• **Written instruction 1**
Transcribe part of the email on corn subsidies and soil charcoal, beginning at the words "I would like" and stopping after "and fertilizer habit?".
• **Written instruction 2**
Carry on the email about corn subsidies and soil charcoal from the point where it stops.

• **Passage shown**
○ ○ ○ ○ ○

[Terrapreta] You Are What You Grow
Sean K. Barry
sean.barry at juno.com
Thu Sep 13 19:04:46 EDT 2007
Hi Jon,
Government subsidies that keep prices low is truly a problem for farmers. It is not a problem for consumers (yet?) and I think the fertilizer manufacturers and dealers actually eat it up. Clearly, corn growers are hooked on subsidies and fertilizer. Just ask any corn grower if he wants to try it this year without industrial fertilizer. Oh yes, but you do know the answer to this, don't you. Corn is "THE" cash crop. Ethanol has driven prices up. The subsidies support the ethanol manufacturers. And they turn around an "beg" for local farmers to grow and sell corn to the the distilleries. This is ramping up. You know it, too. You will sell fertilizer to the corn growers and/or scare the hell out of them by telling them that they will go bankrupt if they do not buy (and you would likely be right).
I would like to ask if you would think about some things. If it is possible that charcoal in soil will help soil retain its plant nutrients, then this will eventually mean that you will sell LESS fertilizer to your customers who use charcoal amendments to their fields. This may at first seem like a threat to your business. Nonetheless, do you realize that you could possibly parley this into "providing your customers BETTER service"? What farmer would not be grateful, if you could show him a way that he will need less fertilizer from you next year than this year?! What farmer would not be very grateful that you have helped him IMPROVE the qulity of the soil on his land, rather than get him more "hooked"? What farmer would not be grateful that you could help them kick the subsidy and fertilizer habit?
Is it possible that that ag chemical suppliers could embrace the Terra Preta phenomenon and use it to turn your industry in to one which does more help than harm? You might still make money (after fossil fuel prices have driven your costs through the roof), if you had a healthy business in charcoal manufacturing and remediation of soil and the atmosphere. Just think about it, ok?
Regards,
SKB
----- Original Message -----
From: Jon C. Frank<mailto:jon.frank at aglabs.com>
To: Terrapreta<mailto:terrapreta at bioenergylists.org>
Sent: Thursday, September 13, 2007 3:43 PM
Subject: Re: [Terrapreta] You Are What You Grow
Peter> Corn is such a heavy feeder and we know what it will be eating and the soil poverty it will be leaving behind.

○ ○ ○ ○ ○

• **Data extract**

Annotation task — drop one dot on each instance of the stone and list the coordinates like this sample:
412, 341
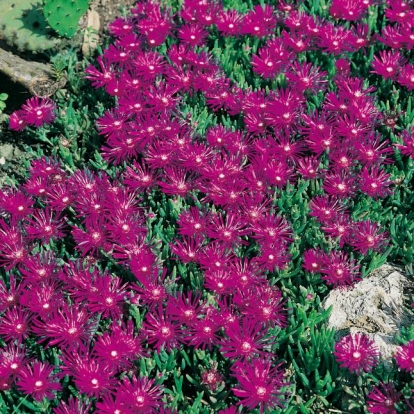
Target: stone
376, 306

○ ○ ○ ○ ○

• **Answer 1**
I would like to ask if you would think about some things. If it is possible that charcoal in soil will help soil retain its plant nutrients, then this will eventually mean that you will sell LESS fertilizer to your customers who use charcoal amendments to their fields. This may at first seem like a threat to your business. Nonetheless, do you realize that you could possibly parley this into "providing your customers BETTER service"? What farmer would not be grateful, if you could show him a way that he will need less fertilizer from you next year than this year?! What farmer would not be very grateful that you have helped him IMPROVE the qulity of the soil on his land, rather than get him more "hooked"? What farmer would not be grateful that you could help them kick the subsidy and fertilizer habit?

• **Answer 2**
Corn is excellent for building humus and biomas in the soil. The problem is not raising corn--it is how it is raised. The deeper problem is goverment policy that pushes the price low with subsidies. A hands off approach would be much better.
Jon
-----Original Message-----
From: terrapreta-bounces at bioenergylists.org [mailto:terrapreta-bounces at bioenergylists.org]On Behalf Of PurNrg at aol.com
Sent: Tuesday, September 11, 2007 4:36 PM
To: sean.barry at juno.com; MMBTUPR at aol.com; lou.gold at gmail.com
Cc: Terrapreta at bioenergylists.org
Subject: Re: [Terrapreta] You Are What You Grow
In a message dated 9/11/07 2:04:04 PM, sean.barry at juno.com writes:
The use of industrially made, fossil-fuel based fertilizers is a shameful gluttony that Industrial Agriculture has done for this country.
It may be one of the worst things that we have ever done to the land.
And the advent of growing millions of tons of extra corn to turn into ethanol isn't going to help matters one bit! Corn is such a heavy feeder and we know what it will be eating and the soil poverty it will be leaving behind. It's really like robbing Peter to pay Paul, but typical of 'addicted' behavior; no thought really of anything beyond the continued flow of the substance we love so much. We need an intervention! Anyone else read Asimov's Childhood's End? We can hope, because that's what it's apparently going to take to change our wicked ways!
Sorry for wandering off topic :-/>.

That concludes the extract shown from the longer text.